**Data provided:**
+===+

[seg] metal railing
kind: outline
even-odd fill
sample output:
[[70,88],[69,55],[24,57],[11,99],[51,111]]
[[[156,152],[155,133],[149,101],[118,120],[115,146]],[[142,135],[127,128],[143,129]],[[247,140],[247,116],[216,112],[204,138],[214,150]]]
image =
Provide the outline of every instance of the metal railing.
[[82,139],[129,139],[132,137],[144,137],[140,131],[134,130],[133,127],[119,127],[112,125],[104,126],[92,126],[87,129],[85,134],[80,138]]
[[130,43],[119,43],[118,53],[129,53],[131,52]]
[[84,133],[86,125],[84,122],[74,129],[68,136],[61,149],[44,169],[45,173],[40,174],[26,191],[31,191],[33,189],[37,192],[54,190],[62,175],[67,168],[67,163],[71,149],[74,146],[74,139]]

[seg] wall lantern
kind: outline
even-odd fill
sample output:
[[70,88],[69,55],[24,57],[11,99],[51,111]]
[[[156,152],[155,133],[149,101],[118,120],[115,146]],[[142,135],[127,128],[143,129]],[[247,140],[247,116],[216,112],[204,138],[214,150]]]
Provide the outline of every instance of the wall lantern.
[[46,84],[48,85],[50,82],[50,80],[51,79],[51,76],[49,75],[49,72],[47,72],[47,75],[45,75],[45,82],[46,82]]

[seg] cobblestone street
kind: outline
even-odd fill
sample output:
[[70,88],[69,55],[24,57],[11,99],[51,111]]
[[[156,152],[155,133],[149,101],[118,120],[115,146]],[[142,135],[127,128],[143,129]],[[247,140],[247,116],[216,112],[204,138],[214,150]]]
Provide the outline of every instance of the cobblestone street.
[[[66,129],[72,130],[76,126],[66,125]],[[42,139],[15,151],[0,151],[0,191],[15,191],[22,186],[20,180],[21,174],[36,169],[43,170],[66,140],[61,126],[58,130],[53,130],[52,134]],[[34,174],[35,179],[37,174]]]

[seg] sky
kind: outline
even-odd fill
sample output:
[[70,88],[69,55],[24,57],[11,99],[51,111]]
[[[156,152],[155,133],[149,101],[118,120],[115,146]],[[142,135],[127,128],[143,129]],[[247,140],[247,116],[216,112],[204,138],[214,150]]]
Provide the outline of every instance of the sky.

+===+

**What is being asked:** Output the lines of the listing from the line holding "[seg] cobblestone street" through the end of the listing, both included, as a JSON list of strings with one string per line. Leave out blank lines.

**Task output:**
[
  "[seg] cobblestone street",
  "kind: outline",
  "even-odd fill",
  "sample output:",
  "[[70,88],[69,55],[24,57],[11,99],[51,111]]",
  "[[[156,152],[155,133],[149,101],[118,120],[115,146]],[[142,135],[127,128],[143,129]],[[247,140],[247,116],[216,112],[204,138],[214,150]]]",
  "Provide the outline of every instance of the cobblestone street.",
  "[[[66,129],[72,130],[76,126],[66,125]],[[42,139],[15,151],[0,151],[0,191],[15,191],[22,186],[20,180],[21,174],[36,169],[43,170],[66,140],[61,126],[58,130],[53,130],[52,134]],[[34,174],[35,179],[37,174]]]",
  "[seg] sky",
  "kind: outline",
  "even-odd fill",
  "sample output:",
  "[[70,88],[69,55],[24,57],[11,99],[51,111]]",
  "[[[156,152],[155,133],[149,101],[118,120],[115,146]],[[142,135],[127,128],[143,129]],[[247,140],[247,116],[216,112],[204,138],[214,150]]]",
  "Provide the outline of every instance of the sky."
]